### WHAT IS BEING ASKED
Give again only what runs from the line with "of the candle" to the final line of the entries below, exactly as written and without pictures.
◆ ◆ ◆ ◆
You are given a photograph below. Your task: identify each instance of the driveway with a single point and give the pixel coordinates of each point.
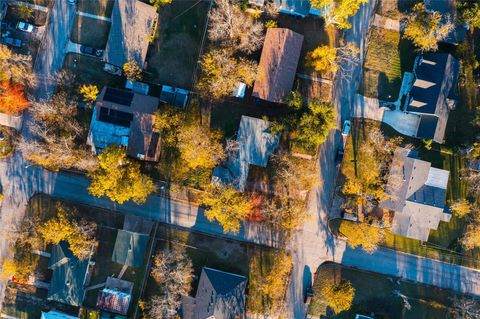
(52, 50)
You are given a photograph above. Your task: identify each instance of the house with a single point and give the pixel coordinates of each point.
(220, 295)
(416, 195)
(278, 65)
(130, 248)
(52, 314)
(125, 118)
(116, 296)
(432, 94)
(69, 276)
(133, 22)
(255, 143)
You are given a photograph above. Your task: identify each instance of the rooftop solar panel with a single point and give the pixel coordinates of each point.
(118, 96)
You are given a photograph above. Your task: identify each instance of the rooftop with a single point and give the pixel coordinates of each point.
(278, 64)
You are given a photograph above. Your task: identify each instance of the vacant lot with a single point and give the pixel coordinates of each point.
(386, 297)
(172, 58)
(101, 8)
(90, 32)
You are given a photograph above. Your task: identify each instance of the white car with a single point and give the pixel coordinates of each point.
(27, 27)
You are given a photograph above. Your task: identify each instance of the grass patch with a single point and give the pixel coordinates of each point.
(90, 32)
(101, 8)
(379, 294)
(172, 57)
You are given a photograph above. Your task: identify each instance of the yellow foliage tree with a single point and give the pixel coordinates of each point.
(89, 93)
(339, 297)
(119, 178)
(227, 206)
(362, 234)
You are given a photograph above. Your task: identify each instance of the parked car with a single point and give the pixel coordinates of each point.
(91, 51)
(26, 27)
(11, 41)
(346, 128)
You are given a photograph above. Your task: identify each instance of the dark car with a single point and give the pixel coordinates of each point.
(91, 51)
(11, 41)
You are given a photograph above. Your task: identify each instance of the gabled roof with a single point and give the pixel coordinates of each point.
(220, 295)
(417, 194)
(132, 23)
(130, 248)
(278, 64)
(68, 278)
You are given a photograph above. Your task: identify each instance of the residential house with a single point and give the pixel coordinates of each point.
(220, 295)
(417, 194)
(133, 22)
(69, 277)
(255, 144)
(432, 94)
(116, 296)
(278, 65)
(125, 118)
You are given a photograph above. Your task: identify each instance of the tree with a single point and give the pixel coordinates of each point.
(89, 93)
(362, 234)
(159, 3)
(220, 72)
(233, 28)
(132, 71)
(339, 297)
(314, 125)
(469, 12)
(12, 98)
(337, 12)
(119, 178)
(79, 235)
(200, 147)
(24, 12)
(227, 206)
(425, 28)
(172, 271)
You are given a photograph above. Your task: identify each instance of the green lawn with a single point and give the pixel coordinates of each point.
(172, 57)
(97, 7)
(376, 293)
(90, 32)
(388, 56)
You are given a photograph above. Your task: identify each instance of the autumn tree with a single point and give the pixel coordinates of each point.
(89, 93)
(172, 271)
(132, 71)
(227, 206)
(220, 72)
(314, 125)
(337, 12)
(119, 178)
(425, 28)
(234, 29)
(12, 98)
(338, 296)
(362, 234)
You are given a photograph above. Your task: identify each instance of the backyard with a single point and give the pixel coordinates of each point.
(173, 55)
(384, 296)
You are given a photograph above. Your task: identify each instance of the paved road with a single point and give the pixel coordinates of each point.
(52, 50)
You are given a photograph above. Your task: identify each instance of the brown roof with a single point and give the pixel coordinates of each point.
(278, 64)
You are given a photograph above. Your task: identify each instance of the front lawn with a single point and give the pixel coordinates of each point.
(384, 296)
(172, 57)
(90, 32)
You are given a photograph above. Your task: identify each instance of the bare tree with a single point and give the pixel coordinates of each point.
(232, 28)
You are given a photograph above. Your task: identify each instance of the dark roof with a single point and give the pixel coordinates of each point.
(278, 64)
(427, 126)
(220, 295)
(68, 278)
(130, 248)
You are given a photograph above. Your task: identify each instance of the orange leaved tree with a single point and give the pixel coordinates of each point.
(12, 98)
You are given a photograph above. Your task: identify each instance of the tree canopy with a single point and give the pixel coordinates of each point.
(119, 178)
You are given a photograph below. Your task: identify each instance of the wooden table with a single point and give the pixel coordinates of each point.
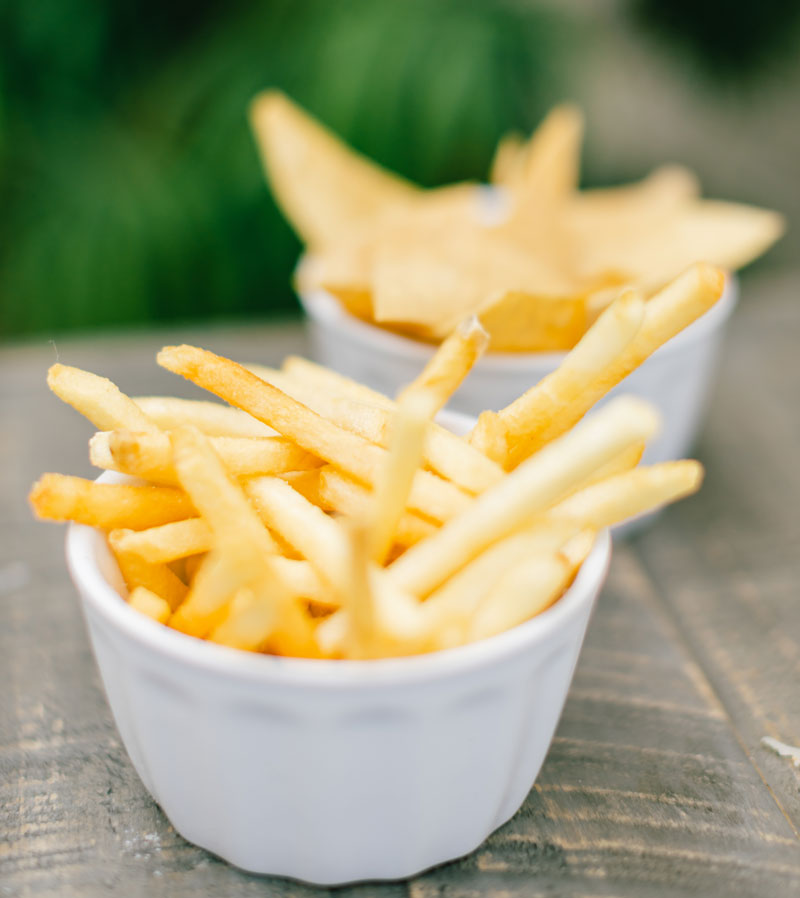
(656, 783)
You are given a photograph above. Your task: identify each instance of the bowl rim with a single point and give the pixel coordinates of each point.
(102, 599)
(323, 308)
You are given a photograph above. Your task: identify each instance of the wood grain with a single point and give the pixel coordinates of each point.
(656, 784)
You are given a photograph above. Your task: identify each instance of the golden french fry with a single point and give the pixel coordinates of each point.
(248, 623)
(342, 494)
(431, 495)
(444, 453)
(508, 164)
(304, 526)
(267, 615)
(525, 590)
(324, 380)
(156, 577)
(510, 435)
(362, 630)
(211, 418)
(667, 313)
(532, 487)
(629, 494)
(435, 278)
(148, 603)
(518, 321)
(448, 366)
(108, 506)
(150, 455)
(323, 187)
(169, 542)
(218, 578)
(304, 482)
(452, 606)
(409, 427)
(97, 399)
(191, 565)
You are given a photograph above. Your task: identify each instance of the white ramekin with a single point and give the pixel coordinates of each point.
(332, 771)
(677, 378)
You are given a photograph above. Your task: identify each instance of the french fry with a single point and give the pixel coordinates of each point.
(218, 578)
(248, 624)
(150, 455)
(665, 315)
(629, 494)
(451, 607)
(528, 588)
(191, 565)
(508, 163)
(304, 482)
(410, 424)
(267, 616)
(444, 453)
(430, 494)
(323, 187)
(448, 367)
(304, 526)
(362, 630)
(156, 577)
(149, 604)
(508, 436)
(324, 380)
(342, 494)
(211, 418)
(97, 399)
(241, 542)
(519, 319)
(169, 542)
(532, 487)
(108, 506)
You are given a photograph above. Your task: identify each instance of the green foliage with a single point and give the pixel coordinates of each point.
(129, 185)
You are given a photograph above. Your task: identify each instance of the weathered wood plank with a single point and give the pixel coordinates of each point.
(655, 784)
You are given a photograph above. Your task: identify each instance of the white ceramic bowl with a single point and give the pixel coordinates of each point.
(332, 771)
(677, 378)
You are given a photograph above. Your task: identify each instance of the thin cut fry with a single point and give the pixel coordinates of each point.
(362, 632)
(156, 577)
(666, 314)
(169, 542)
(323, 186)
(629, 494)
(410, 424)
(444, 453)
(430, 494)
(211, 418)
(149, 604)
(107, 506)
(508, 436)
(150, 455)
(342, 494)
(527, 589)
(449, 365)
(531, 488)
(98, 399)
(452, 606)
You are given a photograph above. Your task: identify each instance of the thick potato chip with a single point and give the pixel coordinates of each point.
(325, 188)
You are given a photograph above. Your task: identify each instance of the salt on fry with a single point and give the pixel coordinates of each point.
(532, 487)
(431, 495)
(107, 506)
(97, 399)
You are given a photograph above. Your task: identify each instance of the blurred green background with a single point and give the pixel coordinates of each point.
(130, 190)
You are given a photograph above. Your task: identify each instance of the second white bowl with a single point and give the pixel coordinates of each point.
(677, 378)
(332, 771)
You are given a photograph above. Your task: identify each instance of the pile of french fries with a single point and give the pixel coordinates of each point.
(311, 516)
(536, 259)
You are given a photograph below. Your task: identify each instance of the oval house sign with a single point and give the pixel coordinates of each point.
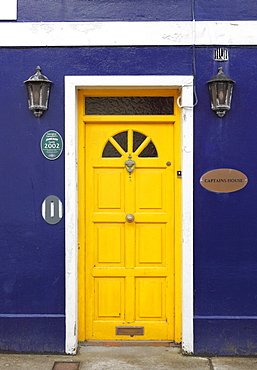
(224, 180)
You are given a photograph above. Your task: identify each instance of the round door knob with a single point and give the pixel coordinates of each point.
(130, 217)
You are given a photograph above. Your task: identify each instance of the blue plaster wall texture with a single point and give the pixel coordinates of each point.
(135, 10)
(225, 237)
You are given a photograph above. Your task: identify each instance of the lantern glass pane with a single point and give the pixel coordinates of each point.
(222, 93)
(44, 93)
(35, 94)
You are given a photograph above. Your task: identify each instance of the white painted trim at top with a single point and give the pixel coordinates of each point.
(27, 34)
(72, 84)
(8, 10)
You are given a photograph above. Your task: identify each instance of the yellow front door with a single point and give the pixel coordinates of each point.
(127, 238)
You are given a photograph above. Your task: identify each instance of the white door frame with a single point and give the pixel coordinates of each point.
(72, 84)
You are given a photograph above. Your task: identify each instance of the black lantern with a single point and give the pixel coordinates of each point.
(38, 87)
(220, 88)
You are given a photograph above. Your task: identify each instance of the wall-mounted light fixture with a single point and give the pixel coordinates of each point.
(220, 88)
(38, 87)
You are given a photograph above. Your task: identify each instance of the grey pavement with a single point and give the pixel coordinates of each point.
(125, 358)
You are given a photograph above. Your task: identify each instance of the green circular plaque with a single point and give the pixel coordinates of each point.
(51, 145)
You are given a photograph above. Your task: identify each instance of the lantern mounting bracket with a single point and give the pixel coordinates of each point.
(38, 88)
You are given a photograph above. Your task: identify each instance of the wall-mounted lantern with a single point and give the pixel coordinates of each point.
(38, 87)
(220, 88)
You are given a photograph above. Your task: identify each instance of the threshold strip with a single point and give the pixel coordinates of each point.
(136, 343)
(66, 366)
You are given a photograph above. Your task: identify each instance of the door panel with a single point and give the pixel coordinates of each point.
(129, 266)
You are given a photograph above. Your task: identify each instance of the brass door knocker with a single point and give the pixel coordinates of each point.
(130, 165)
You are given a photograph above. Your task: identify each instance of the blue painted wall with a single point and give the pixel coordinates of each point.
(102, 10)
(134, 10)
(225, 235)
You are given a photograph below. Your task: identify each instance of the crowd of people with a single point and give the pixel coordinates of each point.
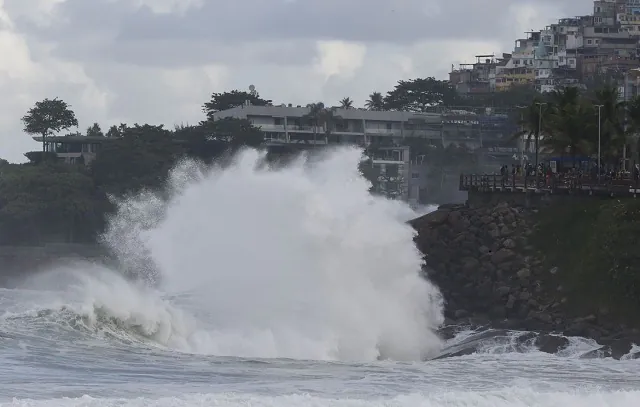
(545, 171)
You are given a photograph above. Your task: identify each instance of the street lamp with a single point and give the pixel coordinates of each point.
(540, 104)
(599, 132)
(522, 143)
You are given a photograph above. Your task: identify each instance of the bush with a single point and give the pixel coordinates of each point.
(594, 243)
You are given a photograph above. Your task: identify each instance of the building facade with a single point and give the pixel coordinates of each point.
(73, 149)
(393, 171)
(573, 50)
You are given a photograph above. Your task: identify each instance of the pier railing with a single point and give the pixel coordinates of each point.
(606, 185)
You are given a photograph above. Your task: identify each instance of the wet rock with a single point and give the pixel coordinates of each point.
(502, 255)
(620, 347)
(551, 343)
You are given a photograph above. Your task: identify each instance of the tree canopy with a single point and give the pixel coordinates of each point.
(130, 158)
(49, 117)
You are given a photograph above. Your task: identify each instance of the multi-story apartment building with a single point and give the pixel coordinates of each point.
(288, 124)
(393, 171)
(573, 50)
(477, 78)
(73, 149)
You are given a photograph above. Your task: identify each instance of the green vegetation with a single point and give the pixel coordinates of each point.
(569, 124)
(593, 242)
(47, 200)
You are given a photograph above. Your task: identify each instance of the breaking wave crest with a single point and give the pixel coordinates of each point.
(299, 262)
(503, 398)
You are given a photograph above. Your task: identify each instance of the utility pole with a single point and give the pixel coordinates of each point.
(540, 104)
(521, 144)
(599, 134)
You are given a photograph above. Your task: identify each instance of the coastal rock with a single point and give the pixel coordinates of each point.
(551, 343)
(482, 261)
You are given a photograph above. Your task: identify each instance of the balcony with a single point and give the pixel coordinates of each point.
(384, 132)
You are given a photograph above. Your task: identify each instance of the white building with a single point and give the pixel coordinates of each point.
(287, 124)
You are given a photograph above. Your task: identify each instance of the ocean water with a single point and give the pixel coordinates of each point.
(247, 286)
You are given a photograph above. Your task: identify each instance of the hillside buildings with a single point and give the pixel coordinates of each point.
(570, 52)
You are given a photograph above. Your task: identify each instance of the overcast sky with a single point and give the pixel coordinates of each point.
(157, 61)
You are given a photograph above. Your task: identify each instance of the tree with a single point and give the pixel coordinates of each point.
(633, 130)
(48, 202)
(570, 124)
(140, 158)
(48, 117)
(420, 95)
(229, 100)
(346, 103)
(530, 122)
(94, 131)
(236, 132)
(321, 117)
(612, 124)
(113, 132)
(375, 102)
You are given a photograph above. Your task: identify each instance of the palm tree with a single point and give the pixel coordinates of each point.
(375, 102)
(569, 124)
(529, 122)
(612, 123)
(346, 103)
(320, 116)
(633, 129)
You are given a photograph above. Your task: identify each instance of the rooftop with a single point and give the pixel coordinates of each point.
(347, 114)
(73, 139)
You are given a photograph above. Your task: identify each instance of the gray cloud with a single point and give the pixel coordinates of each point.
(115, 61)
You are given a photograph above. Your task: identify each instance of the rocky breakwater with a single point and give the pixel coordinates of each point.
(490, 275)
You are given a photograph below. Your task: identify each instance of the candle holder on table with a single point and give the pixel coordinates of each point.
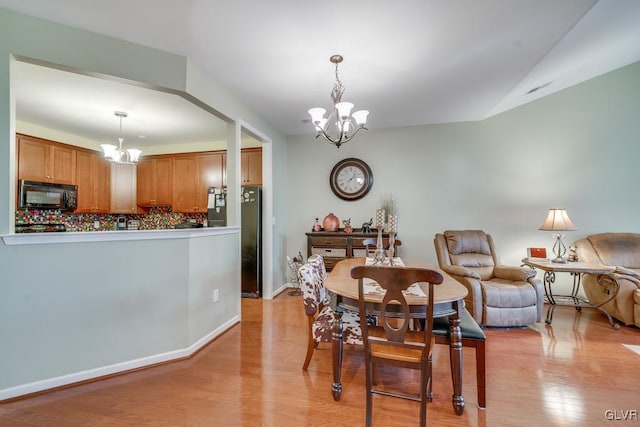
(379, 255)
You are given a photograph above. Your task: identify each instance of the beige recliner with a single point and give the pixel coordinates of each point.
(621, 250)
(499, 295)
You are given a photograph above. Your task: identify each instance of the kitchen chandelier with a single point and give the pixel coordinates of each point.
(340, 126)
(116, 154)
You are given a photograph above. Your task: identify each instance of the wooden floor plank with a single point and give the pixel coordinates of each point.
(568, 373)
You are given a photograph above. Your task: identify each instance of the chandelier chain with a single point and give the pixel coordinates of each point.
(340, 125)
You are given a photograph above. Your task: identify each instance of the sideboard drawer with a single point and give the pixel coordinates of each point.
(329, 252)
(328, 241)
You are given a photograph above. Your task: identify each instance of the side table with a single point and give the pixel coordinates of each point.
(575, 269)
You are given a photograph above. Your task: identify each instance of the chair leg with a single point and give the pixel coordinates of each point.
(430, 381)
(310, 347)
(424, 382)
(369, 368)
(480, 374)
(374, 373)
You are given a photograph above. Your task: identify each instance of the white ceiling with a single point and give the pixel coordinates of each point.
(410, 62)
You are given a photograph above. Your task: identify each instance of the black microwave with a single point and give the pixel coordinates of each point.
(47, 195)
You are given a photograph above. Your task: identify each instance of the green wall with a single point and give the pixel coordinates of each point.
◆ ◆ ◆ ◆
### SOLUTION FOR THIS TASK
You are given a photograph below. Your task: identify each instance of the candle holder on table with a single point and give the pixel coordinates of each point.
(379, 255)
You are given a photograph above. Your task: identify each instance of the beige recliner with a single point and give the pixel coordinates of each point.
(621, 250)
(499, 295)
You are given a photograph above. Your task: identify each instance of the kitchen chandelier with a single point and give the pixel coordinates of each point.
(340, 126)
(116, 154)
You are given a photograph above. Your task: identify each instance of the wooden floor plank with a single point and give the pixel coordinates of each point.
(568, 373)
You are given a photograph above. Your task: identify each instance of the chandelier chain with a single point and give the pixel coordinates of each point.
(340, 125)
You are given a photograph above. Your task: identify each instance of the sideboard drawer with a single point and give the pixel coordinates of each point.
(329, 252)
(328, 241)
You are given a photograph above. Your task: identify each instance of the side table with a single point and give the pixel coordinates of each point.
(575, 269)
You are given a photograph above. Your task: identify each instance of the chair leg with a single point and give the pixel coordinates of each point.
(430, 381)
(310, 347)
(424, 382)
(369, 368)
(480, 374)
(374, 373)
You are given a photograph above. Your task: identify each instance of the white ceiling with a single point and give the pixel coordinates of each point.
(410, 62)
You are given a photograph above. Your task: identify each instance of the black microwave with a single point and give the pixel coordinates of each point.
(47, 195)
You are given a photograph above. Your task: identify each instance of the green wall with a single point and give the pixel coordinates of each point.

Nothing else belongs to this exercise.